• Problem: Convert the lines below into a JSON list of strings, one string per line, leaving out any blank lines.

- - -

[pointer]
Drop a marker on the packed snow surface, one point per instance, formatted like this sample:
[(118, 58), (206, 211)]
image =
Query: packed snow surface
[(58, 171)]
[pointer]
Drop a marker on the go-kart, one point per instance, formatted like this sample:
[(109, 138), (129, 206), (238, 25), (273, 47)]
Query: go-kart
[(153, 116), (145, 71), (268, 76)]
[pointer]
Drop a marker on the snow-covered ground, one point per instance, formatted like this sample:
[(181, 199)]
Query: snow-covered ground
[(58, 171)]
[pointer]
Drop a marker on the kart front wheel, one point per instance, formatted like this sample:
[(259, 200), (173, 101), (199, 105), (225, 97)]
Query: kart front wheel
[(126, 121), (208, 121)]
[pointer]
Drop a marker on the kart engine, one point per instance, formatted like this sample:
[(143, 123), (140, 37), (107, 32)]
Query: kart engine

- - -

• Reply:
[
  "[pointer]",
  "Drop a marker on the packed snow surface, one point per instance, formatted like this sample:",
  "[(118, 58), (206, 211)]",
  "image =",
  "Query: packed snow surface",
  "[(58, 171)]",
  "[pointer]",
  "Drop a marker on the go-kart, one point per instance, formatted like this sample:",
  "[(109, 138), (129, 206), (238, 25), (273, 47)]",
  "Query: go-kart",
  "[(153, 116), (145, 71), (268, 76)]",
  "[pointer]",
  "Drop a marker on the snow-covered ground, one point per instance, formatted like this sample:",
  "[(181, 199)]",
  "Query: snow-covered ground",
  "[(58, 171)]",
  "[pointer]",
  "Drop a marker on the kart front wheel, one point per instance, formatted like this sample:",
  "[(259, 200), (173, 101), (199, 105), (225, 97)]",
  "Query: kart front wheel",
  "[(126, 121), (208, 121)]",
  "[pointer]",
  "Drop a marker on the kart engine, one point per instance, formatted like this sample:",
  "[(143, 123), (140, 37), (107, 32)]",
  "Query: kart engine"
]